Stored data
• • • •
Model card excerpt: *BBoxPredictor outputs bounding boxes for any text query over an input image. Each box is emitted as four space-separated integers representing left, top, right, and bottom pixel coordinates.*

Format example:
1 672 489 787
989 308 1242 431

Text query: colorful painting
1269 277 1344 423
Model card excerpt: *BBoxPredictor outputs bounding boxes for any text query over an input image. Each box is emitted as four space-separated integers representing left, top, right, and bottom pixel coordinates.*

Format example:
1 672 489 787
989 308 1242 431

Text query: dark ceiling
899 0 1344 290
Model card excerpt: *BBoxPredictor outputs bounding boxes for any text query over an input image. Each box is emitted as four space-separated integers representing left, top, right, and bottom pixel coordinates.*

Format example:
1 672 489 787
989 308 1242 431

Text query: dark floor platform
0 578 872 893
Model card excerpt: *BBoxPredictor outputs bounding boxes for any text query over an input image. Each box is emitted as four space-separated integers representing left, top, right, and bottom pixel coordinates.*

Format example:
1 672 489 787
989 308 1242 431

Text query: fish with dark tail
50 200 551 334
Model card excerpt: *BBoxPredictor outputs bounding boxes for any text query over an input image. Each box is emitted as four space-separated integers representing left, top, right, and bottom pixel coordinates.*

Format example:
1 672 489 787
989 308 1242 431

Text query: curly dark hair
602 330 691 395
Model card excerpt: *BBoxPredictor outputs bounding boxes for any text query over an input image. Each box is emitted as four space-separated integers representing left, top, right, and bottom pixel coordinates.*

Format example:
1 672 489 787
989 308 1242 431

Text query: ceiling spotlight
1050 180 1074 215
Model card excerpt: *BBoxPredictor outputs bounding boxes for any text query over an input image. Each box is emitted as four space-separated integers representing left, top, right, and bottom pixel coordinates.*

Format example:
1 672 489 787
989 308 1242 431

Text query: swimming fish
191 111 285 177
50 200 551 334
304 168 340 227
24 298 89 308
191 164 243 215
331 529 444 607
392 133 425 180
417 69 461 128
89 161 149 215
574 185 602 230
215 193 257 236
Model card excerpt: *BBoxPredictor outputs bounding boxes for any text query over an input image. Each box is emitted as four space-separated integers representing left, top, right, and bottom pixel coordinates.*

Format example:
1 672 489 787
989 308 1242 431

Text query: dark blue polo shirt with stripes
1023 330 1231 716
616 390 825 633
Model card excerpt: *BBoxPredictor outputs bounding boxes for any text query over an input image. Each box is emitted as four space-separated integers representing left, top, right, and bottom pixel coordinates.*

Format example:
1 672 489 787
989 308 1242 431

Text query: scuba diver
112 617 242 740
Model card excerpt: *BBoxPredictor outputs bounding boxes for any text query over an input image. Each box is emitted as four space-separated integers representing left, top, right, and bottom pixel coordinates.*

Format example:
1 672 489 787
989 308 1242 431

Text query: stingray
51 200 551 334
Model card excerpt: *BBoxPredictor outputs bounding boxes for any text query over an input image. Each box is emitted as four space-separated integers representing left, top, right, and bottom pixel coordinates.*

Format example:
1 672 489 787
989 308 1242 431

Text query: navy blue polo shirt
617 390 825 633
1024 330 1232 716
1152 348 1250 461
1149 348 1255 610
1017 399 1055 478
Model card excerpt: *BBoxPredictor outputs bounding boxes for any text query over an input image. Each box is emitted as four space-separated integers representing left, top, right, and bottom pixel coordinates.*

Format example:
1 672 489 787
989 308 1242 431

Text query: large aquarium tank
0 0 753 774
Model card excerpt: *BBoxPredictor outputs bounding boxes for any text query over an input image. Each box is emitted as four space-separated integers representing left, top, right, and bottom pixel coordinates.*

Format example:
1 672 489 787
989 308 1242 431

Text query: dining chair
• • • •
Return, without any change, the rows from the very first line through the line containing "1269 277 1344 423", including both of those lines.

Model card excerpt: *BBoxPredictor outputs bounding boxes for any text query over an input image. Each box is emitted as four space-separated integers representing left, top, right, and bottom pixel coordinates.*

Format example:
1 672 489 787
989 308 1242 431

Text query: colorful painting
1269 277 1344 423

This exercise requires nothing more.